● Work required
Please read the news report below on the rapid antibiotic test: in which journal was the study reportedly published?

SAN DIEGO, Jan. 23 (UPI) — Researchers from the University of California, San Diego have developed a speedy method to determine whether bacteria are susceptible to antibiotics, potentially slowing the emergence of drug resistance among patients, a new report said.
In a study reportedly published this week in the journal EBioMedicine — the latest issue of which is yet to be uploaded online — the team of biologists and biomedical researchers say the test, which seeks out the bacterium Staphylococcus aureus, can determine an outcome within hours.
The rapid test can reportedly help medical professionals determine whether bacteria strains found in those infected are either resistant or sensitive to traditional antibiotics. Because infections caused by Staphylococcus aureus, widely known as staph infection, can spread rapidly throughout communities, the new test can significantly cut down the time required to discover which antibiotics to use.
“Previously we developed a microscopy-based method that performs an autopsy on bacterial cells that allows us to determine how each cell died, asn we have show that this method can identify new antibiotics and help understand hose these antibiotics work,” Kit Pogliano, the team’s leader, said.
“We tested to see if this method could be applied to antibiotic susceptibility testing. Surprisingly, we not only found that our method was able to accurately differentiate sensitive S. aureus strains from resistant [methicillin-resistant S. aureus] strains, but that we were able to identify two subgroups of MRSA strains, one of which is susceptible to combinations of antibiotics that could be used in the hospital.”

● Exercise data
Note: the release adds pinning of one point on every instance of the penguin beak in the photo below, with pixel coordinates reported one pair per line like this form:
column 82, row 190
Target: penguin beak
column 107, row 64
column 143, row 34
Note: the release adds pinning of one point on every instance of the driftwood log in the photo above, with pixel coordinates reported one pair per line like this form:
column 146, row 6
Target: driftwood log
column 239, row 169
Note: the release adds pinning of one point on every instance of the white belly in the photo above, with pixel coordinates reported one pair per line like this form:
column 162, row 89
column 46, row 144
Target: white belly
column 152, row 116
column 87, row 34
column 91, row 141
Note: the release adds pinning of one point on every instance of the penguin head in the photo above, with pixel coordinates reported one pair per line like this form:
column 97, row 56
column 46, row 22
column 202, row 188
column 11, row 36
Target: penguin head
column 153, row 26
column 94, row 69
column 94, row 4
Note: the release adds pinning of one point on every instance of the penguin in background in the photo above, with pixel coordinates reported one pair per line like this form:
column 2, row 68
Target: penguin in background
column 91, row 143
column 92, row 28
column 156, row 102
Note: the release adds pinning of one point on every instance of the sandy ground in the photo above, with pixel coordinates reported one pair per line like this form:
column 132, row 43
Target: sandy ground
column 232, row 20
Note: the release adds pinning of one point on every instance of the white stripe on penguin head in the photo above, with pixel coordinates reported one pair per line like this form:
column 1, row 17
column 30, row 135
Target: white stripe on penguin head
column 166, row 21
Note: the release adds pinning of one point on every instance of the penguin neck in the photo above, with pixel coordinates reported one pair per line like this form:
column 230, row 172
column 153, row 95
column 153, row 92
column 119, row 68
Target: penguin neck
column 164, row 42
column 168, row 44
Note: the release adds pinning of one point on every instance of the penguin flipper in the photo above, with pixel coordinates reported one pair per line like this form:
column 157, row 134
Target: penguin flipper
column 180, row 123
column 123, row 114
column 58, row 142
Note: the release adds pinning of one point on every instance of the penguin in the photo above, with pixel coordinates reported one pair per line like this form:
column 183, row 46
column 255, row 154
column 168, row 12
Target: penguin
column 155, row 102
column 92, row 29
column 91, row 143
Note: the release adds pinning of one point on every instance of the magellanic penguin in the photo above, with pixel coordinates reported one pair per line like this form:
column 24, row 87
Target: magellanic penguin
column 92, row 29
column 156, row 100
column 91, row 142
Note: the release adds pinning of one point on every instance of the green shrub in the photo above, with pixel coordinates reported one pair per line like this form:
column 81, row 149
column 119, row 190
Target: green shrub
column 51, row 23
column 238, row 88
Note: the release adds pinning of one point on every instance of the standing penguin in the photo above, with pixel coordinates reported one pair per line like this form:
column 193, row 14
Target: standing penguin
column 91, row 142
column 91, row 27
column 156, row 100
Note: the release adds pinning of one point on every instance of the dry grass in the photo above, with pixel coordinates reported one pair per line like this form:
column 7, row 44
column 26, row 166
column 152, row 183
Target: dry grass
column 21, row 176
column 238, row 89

● Task answer
EBioMedicine